#### Challenge:
Repeat the data verbatim.

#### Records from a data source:
-------------------------

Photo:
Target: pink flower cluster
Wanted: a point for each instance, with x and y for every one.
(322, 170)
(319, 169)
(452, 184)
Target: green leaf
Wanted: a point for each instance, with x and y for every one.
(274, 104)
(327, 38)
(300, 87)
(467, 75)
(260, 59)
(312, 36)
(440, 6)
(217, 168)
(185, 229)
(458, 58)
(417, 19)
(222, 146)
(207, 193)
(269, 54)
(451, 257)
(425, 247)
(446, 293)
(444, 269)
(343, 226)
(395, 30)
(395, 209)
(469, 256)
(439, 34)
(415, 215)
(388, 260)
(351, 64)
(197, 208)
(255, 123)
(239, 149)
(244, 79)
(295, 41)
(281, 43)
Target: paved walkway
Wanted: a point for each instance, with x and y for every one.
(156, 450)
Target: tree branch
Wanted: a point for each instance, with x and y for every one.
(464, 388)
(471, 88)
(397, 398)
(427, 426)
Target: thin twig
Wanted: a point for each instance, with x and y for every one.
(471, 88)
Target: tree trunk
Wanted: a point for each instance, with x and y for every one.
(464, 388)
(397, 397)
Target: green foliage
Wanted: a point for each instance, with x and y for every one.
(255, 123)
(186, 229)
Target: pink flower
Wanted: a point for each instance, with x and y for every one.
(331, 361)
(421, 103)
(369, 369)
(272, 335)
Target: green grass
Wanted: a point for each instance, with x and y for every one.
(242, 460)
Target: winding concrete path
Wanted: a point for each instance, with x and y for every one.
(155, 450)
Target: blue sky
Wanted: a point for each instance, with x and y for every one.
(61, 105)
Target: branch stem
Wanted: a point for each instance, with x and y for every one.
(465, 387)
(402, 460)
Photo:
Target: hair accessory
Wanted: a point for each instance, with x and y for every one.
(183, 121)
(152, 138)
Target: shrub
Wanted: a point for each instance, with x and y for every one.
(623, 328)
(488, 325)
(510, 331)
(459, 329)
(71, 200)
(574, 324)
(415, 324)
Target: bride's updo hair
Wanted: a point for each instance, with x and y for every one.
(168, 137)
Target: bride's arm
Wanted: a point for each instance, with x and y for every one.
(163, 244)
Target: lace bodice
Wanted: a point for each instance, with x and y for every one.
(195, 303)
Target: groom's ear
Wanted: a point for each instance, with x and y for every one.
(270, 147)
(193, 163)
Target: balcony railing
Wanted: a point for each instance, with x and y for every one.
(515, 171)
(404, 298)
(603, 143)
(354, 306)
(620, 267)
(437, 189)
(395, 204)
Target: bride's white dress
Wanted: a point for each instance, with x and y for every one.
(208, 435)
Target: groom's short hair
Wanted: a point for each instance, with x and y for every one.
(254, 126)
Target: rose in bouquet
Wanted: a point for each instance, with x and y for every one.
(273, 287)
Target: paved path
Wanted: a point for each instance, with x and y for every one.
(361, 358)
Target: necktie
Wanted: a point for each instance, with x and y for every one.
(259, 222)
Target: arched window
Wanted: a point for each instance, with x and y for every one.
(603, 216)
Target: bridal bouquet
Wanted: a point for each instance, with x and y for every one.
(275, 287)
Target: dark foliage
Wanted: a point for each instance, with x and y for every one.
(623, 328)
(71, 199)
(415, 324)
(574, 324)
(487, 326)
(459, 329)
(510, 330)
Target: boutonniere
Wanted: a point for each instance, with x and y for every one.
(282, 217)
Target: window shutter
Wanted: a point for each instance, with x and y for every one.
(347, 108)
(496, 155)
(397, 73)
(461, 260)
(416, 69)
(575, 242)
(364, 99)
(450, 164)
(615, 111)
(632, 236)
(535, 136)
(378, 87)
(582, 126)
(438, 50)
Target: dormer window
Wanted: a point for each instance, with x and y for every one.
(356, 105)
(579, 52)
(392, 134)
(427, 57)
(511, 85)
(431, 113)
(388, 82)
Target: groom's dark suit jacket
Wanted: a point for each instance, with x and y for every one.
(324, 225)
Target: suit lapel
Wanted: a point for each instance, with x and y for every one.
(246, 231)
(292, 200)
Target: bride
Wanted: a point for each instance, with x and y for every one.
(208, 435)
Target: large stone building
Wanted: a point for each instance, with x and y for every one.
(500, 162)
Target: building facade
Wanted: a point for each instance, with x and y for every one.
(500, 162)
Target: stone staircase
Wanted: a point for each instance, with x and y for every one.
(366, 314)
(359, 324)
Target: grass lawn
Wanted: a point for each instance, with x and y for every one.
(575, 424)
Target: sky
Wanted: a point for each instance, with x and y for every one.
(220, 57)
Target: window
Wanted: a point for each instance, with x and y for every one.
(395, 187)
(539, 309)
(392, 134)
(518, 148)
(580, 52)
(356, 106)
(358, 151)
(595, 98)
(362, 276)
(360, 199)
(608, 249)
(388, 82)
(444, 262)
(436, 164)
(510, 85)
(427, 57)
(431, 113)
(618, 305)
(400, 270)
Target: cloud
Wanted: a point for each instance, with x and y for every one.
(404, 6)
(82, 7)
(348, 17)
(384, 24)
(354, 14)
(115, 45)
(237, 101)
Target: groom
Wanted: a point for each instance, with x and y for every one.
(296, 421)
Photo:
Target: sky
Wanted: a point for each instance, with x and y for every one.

-------------------------

#### Correct answer:
Photo:
Target: pink flower cluster
Wanted: a point for each instance, with x and y for every one.
(322, 170)
(319, 169)
(452, 184)
Target: green leaf
Wanted: a point for each instance, with x and y for every one.
(274, 104)
(327, 38)
(300, 87)
(467, 75)
(260, 59)
(312, 36)
(440, 6)
(217, 168)
(185, 229)
(458, 58)
(417, 19)
(222, 146)
(207, 193)
(269, 54)
(451, 257)
(425, 247)
(446, 293)
(444, 269)
(343, 226)
(395, 30)
(395, 209)
(469, 256)
(439, 34)
(415, 215)
(388, 260)
(351, 64)
(197, 208)
(255, 123)
(239, 149)
(244, 79)
(295, 41)
(281, 43)
Target: paved walkway
Wanted: a point for each instance, with x and y for every one.
(156, 450)
Target: tree branch
Wanted: a point for each instance, with x and y for every one.
(464, 388)
(471, 88)
(397, 398)
(427, 426)
Target: thin twig
Wanted: a point for each instance, with x and y for every one.
(471, 88)
Target: tree trunk
Wanted: a point for each instance, with x and y for every one.
(464, 388)
(397, 397)
Target: green foliage
Wanted: a point for each instance, with x and y for every one.
(255, 123)
(186, 229)
Target: pink flower
Wanted: a point for each instance, with x and y for every one.
(331, 361)
(421, 103)
(369, 369)
(272, 335)
Target: green grass
Wanted: a point for each instance, with x and y for every one.
(242, 460)
Target: winding concrete path
Wanted: a point for each instance, with x and y for every one.
(155, 450)
Target: blue sky
Wanted: a point for each instance, with x and y for every one.
(61, 105)
Target: branch stem
Wanted: a point for each instance, with x and y for every one.
(465, 387)
(402, 460)
Photo:
Target: hair accessory
Wanted: a point for each instance, with x and y for every one.
(183, 121)
(152, 138)
Target: shrub
Wanted: a point for each instance, with x and y for every one.
(623, 328)
(488, 325)
(510, 331)
(459, 329)
(71, 200)
(574, 324)
(415, 324)
Target: bride's updo hair
Wanted: a point for each instance, with x and y for every one.
(168, 137)
Target: bride's arm
Wanted: a point for each instance, with x and y for every one.
(163, 244)
Target: lace bodice
Wanted: a point for each instance, with x and y for every one.
(195, 303)
Target: groom's ear
Wanted: a point for each instance, with x and y for every one.
(270, 147)
(193, 163)
Target: balcony railing
Wanted: a point for each instance, with x and y for every one.
(515, 171)
(404, 298)
(603, 143)
(354, 306)
(620, 267)
(437, 189)
(395, 204)
Target: bride's white dress
Wanted: a point for each instance, with x and y for every one.
(208, 435)
Target: groom's short hair
Wanted: a point for each instance, with x and y for every one.
(254, 126)
Target: rose in bouquet
Wanted: a point for each instance, with x and y for every one.
(273, 287)
Target: paved path
Wanted: a point for each instance, with x and y for every one.
(361, 358)
Target: necktie
Wanted: a point for each instance, with x and y for every one.
(259, 222)
Target: arched window
Wanted: a point for each instance, with x and y for every one.
(603, 216)
Target: bridal bouquet
Wanted: a point for each instance, with x and y for every one.
(275, 287)
Target: dark foliage
Wanted: a point for each instance, with x and y for every one.
(623, 328)
(71, 199)
(415, 324)
(574, 324)
(487, 326)
(459, 329)
(510, 330)
Target: boutonniere
Wanted: a point for each instance, with x and y for every one.
(282, 217)
Target: window shutter
Wanted: a point for each instance, with x and y for every one.
(347, 108)
(496, 155)
(397, 73)
(461, 260)
(416, 69)
(575, 242)
(364, 99)
(450, 164)
(615, 111)
(632, 236)
(535, 136)
(378, 87)
(582, 126)
(438, 50)
Target: dormer window
Wanted: a point for each instance, with x and y for every one.
(356, 105)
(579, 52)
(392, 134)
(427, 57)
(511, 85)
(431, 113)
(388, 82)
Target: groom's dark suit jacket
Wanted: a point for each instance, with x and y for every one.
(324, 225)
Target: suit lapel
Wanted: a point for each instance, with x and y for every one.
(246, 231)
(292, 200)
Target: bride
Wanted: a point for each instance, with x and y for every one.
(208, 435)
Target: large stone building
Wanted: a point for each instance, with x and y for every one.
(500, 162)
Target: building facade
Wanted: a point for each instance, with x and y for every one.
(500, 162)
Target: stone staircase
Wanted: a point for each instance, with x and y for every one.
(366, 314)
(359, 324)
Target: grass lawn
Wanted: a point for each instance, with x and y for every one.
(575, 424)
Target: sky
Wanted: a point for each instance, with x and y for every one.
(220, 57)
Target: window
Wanted: a point for each instance, with x and y for every one.
(395, 187)
(539, 309)
(392, 134)
(518, 148)
(580, 52)
(356, 106)
(358, 151)
(595, 98)
(362, 276)
(360, 199)
(608, 249)
(388, 82)
(444, 262)
(436, 164)
(510, 85)
(427, 57)
(431, 113)
(618, 305)
(400, 270)
Target: cloud
Wanted: a point for each instance, with x and y for every one.
(404, 6)
(82, 7)
(348, 17)
(384, 24)
(354, 14)
(115, 45)
(237, 101)
Target: groom
Wanted: a point for each instance, with x and y for every one.
(296, 421)
Photo:
Target: sky
Wanted: a point for each instance, with x and y for every one.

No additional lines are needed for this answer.